** Supplied material **

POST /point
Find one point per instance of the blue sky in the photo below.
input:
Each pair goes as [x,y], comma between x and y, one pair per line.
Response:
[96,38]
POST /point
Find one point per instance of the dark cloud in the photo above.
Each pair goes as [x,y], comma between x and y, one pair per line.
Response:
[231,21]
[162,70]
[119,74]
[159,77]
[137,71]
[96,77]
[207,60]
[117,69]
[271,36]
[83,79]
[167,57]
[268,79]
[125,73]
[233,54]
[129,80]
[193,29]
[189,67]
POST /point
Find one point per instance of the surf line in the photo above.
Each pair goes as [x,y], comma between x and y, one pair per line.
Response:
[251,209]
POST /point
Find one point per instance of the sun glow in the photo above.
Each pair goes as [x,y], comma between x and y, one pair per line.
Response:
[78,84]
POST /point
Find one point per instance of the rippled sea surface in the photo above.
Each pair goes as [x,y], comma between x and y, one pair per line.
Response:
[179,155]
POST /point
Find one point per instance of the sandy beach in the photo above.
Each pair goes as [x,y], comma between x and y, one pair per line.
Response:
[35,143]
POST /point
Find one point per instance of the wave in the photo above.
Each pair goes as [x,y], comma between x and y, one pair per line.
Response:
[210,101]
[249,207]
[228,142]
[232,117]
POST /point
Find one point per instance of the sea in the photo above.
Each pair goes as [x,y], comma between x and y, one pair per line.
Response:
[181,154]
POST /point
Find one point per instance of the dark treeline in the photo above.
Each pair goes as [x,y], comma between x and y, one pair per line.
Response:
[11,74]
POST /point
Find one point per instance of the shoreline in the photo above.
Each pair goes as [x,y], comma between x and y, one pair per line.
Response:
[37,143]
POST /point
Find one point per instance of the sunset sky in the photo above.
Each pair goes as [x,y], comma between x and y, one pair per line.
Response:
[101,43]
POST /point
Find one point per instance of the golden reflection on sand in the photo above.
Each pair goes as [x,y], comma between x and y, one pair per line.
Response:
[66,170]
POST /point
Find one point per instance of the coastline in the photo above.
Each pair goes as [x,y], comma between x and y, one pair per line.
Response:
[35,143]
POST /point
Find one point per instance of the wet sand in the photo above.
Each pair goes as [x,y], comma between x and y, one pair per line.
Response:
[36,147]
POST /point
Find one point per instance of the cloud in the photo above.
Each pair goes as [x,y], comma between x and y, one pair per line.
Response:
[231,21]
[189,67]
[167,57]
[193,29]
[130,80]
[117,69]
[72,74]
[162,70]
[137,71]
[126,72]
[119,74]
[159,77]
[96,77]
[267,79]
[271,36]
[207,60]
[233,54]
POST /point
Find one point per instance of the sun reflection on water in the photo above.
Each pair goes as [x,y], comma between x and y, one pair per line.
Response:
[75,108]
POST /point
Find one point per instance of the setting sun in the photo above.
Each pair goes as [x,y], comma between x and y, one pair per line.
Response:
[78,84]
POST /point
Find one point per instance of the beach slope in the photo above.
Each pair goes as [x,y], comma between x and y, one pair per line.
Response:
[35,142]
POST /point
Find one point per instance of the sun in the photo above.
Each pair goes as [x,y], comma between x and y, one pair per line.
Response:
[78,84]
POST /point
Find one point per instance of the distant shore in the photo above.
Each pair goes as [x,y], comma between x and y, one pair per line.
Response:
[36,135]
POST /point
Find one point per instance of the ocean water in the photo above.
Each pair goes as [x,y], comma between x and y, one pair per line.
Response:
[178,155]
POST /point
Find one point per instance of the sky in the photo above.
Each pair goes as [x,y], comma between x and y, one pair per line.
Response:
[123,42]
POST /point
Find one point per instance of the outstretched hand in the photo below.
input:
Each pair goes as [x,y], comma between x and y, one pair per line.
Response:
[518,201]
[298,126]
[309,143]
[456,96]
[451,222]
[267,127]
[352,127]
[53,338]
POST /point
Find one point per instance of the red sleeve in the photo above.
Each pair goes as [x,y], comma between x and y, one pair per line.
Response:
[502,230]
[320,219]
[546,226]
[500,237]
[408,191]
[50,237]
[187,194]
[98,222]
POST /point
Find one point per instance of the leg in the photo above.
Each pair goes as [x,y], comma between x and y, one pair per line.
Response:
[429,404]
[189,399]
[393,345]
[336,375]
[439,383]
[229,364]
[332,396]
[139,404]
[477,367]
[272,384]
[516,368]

==

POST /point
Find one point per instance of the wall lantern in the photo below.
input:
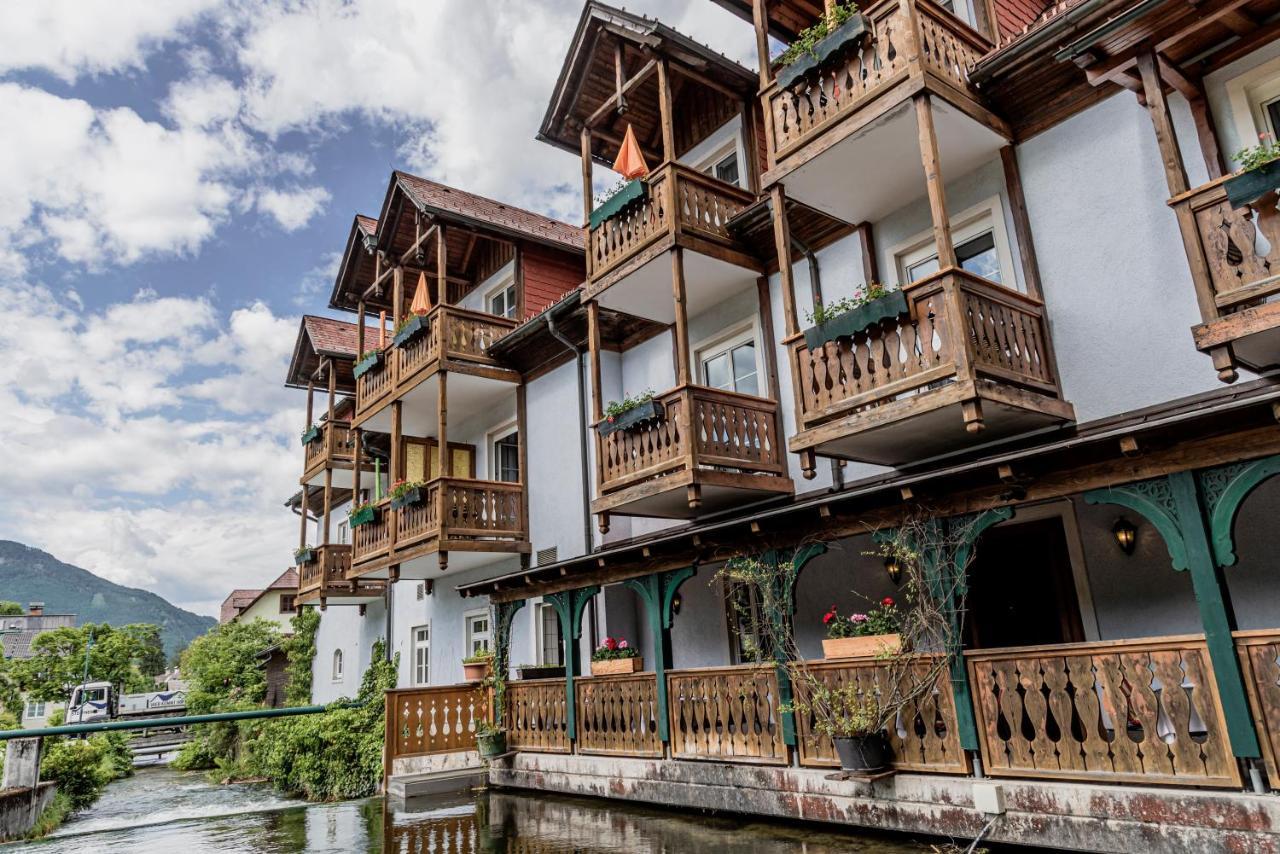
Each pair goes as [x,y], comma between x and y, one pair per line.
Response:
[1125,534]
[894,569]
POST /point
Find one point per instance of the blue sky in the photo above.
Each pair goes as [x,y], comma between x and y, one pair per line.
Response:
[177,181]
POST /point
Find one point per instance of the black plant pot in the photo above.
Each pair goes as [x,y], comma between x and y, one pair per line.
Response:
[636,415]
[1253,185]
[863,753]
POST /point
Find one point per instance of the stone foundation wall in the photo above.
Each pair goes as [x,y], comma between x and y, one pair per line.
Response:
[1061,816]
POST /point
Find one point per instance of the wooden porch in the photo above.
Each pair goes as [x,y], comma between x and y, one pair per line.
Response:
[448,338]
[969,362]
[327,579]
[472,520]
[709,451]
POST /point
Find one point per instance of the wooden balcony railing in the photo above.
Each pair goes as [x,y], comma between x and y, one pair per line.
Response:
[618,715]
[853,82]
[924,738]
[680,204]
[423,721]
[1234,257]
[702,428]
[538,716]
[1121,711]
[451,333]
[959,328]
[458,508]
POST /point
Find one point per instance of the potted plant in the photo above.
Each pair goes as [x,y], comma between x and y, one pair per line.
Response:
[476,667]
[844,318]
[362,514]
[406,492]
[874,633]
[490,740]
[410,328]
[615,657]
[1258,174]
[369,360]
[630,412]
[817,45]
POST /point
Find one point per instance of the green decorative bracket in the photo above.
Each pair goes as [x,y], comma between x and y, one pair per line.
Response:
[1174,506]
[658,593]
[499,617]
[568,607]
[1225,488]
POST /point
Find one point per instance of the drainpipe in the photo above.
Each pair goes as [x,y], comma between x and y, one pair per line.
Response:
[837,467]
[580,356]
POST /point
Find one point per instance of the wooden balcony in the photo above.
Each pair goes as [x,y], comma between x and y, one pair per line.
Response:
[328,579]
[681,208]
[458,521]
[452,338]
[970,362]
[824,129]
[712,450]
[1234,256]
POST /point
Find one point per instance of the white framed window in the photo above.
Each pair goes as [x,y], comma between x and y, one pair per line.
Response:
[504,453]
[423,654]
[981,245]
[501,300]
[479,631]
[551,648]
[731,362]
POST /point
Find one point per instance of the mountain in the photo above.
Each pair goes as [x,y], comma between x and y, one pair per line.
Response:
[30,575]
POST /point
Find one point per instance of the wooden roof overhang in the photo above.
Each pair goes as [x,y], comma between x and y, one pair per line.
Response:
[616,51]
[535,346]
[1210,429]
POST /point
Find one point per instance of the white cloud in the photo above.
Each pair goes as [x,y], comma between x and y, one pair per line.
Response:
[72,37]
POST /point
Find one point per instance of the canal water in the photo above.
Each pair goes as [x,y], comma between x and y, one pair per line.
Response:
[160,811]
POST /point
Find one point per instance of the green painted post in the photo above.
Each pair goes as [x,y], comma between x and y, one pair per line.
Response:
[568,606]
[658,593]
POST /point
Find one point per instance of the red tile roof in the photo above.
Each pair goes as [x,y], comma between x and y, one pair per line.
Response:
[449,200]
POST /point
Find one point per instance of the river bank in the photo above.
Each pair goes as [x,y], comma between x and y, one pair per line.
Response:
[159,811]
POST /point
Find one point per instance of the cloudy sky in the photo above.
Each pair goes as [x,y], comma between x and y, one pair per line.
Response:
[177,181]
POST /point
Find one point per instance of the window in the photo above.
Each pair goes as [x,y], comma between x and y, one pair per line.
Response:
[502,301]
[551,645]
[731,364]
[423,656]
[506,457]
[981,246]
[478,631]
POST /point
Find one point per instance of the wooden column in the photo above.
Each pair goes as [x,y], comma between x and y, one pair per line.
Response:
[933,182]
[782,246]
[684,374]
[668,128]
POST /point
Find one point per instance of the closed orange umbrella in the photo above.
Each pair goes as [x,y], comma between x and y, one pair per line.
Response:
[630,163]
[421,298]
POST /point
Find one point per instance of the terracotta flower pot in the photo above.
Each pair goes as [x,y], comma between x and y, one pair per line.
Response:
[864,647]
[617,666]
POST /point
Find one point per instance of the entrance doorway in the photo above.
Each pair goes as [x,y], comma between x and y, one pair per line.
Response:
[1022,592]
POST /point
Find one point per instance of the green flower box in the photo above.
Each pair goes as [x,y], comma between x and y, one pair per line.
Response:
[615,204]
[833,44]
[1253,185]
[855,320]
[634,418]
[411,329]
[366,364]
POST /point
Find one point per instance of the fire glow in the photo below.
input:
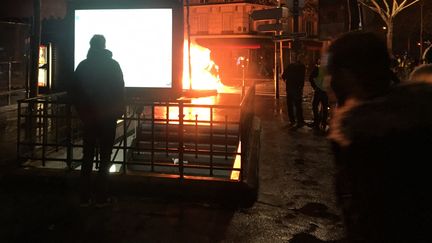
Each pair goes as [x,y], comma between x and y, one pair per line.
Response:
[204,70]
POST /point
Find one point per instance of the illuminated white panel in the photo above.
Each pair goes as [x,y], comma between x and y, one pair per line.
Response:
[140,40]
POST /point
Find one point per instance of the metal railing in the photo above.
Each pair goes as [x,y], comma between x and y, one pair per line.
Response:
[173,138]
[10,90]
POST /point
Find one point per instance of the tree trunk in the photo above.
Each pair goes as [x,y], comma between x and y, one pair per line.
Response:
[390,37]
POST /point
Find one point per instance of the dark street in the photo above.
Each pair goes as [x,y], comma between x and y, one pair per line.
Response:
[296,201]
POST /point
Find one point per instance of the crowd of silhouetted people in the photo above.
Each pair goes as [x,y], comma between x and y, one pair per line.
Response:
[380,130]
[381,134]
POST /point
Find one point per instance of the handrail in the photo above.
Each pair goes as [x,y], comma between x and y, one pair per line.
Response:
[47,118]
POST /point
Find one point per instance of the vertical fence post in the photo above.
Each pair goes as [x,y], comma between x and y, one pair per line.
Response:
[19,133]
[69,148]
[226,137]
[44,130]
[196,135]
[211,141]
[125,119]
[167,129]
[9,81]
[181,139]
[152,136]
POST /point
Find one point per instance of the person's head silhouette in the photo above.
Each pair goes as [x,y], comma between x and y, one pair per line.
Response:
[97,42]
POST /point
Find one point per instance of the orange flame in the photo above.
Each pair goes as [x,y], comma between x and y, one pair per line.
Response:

** What to do **
Go through the records and copy each line with "beach" in it.

** Response to the task **
Find one point per instance of the sandy beach in the photo above.
Find one point per instance of the beach slope in the photo above.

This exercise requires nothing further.